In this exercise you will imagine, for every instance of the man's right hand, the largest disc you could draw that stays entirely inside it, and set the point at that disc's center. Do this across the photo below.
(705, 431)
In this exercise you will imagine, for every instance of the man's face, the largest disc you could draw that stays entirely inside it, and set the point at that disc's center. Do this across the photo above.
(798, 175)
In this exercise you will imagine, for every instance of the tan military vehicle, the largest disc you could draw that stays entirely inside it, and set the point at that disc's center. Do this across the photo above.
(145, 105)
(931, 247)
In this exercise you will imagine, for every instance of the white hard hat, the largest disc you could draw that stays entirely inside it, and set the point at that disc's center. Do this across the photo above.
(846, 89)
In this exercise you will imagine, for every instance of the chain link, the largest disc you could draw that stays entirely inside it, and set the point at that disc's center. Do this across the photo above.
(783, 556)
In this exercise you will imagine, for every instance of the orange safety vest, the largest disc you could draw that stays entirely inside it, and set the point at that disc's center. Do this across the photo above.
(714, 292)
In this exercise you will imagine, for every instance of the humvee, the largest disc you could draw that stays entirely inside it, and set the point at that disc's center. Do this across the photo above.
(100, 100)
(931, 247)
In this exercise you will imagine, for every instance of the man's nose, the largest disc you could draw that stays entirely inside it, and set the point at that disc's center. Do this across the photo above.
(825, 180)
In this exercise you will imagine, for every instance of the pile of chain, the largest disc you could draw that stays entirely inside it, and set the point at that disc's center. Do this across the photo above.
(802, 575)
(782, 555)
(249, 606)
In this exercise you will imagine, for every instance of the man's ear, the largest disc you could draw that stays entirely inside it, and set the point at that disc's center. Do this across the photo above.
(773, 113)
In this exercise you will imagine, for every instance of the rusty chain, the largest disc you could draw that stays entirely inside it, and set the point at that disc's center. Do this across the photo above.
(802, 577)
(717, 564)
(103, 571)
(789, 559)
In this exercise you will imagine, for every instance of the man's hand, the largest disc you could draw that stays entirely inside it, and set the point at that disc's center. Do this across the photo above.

■ SHORT PROBLEM
Reproduce the material above word for word, keeping every line in its original order.

■ ANSWER FOR THIS EXERCISE
In this exercise you will imagine, for every instance of the man's right hand, the largest disc you could draw that stays entirely inside it, and set the point at that disc's center. Do this across the photo below.
(705, 431)
In this exercise you will imagine, for every instance of the man's face, the largest disc you could draw that stays entirely inside it, and set the point at that disc's center. Do this across the photo above.
(798, 175)
In this exercise you will imagine, for every instance of the tan military vehicle, the largest disc you could draw that stays entirely inside it, and set the point at that disc's center. Do this across the photo above.
(145, 105)
(931, 247)
In this exercise you will imagine, for every instance of the white hard hat, the largest disc you could draw that stays entirely inside it, and set the point at that disc's center. Do this across the photo above.
(846, 89)
In this exercise you will imagine, for every instance of the chain link, the largest disc you could draw that stays entirely inside it, and set the point at that disc's center. Do this across the photo above.
(783, 556)
In this exercise you will imagine, for every instance of the orange safety vest, the largest disc you could draw that stays entirely inside it, and set the point at that disc's center. Do this across the photo above.
(714, 292)
In this exercise you will imagine, for every instance of the humvee, the largest disc you could draw that stays entirely inside it, and set the point at that disc's center. Do this across the photo above.
(100, 100)
(931, 247)
In this exercise you will imagine, for every instance of the man's nose, the largest disc you could draw that stays entirely inside it, and set the point at that disc's center. Do this across the photo above.
(825, 180)
In this exercise you will imagine, for every instance of the pile of chain, the largest disc you could draw that stays entirely inside it, and set the point at that disc's center. Do this across the photo above.
(802, 575)
(782, 555)
(249, 606)
In this exercise you will imagine, for every instance of the man's ear, the largest disc you could draw that stays entirely inside it, and set the point at that disc's center. Do this across the photo above.
(773, 113)
In this exercise you will imagine, for every instance of the rusty chain, the largest disc you could draw that stays entirely inside it, and set the point at that disc's center. Do this across the photo above.
(802, 577)
(717, 564)
(103, 571)
(789, 559)
In this exercise you will imagine, for every instance of the man's hand, the largest disc you could draw that stays entirely inside it, and set the point at that disc's center. Do this across the photo above.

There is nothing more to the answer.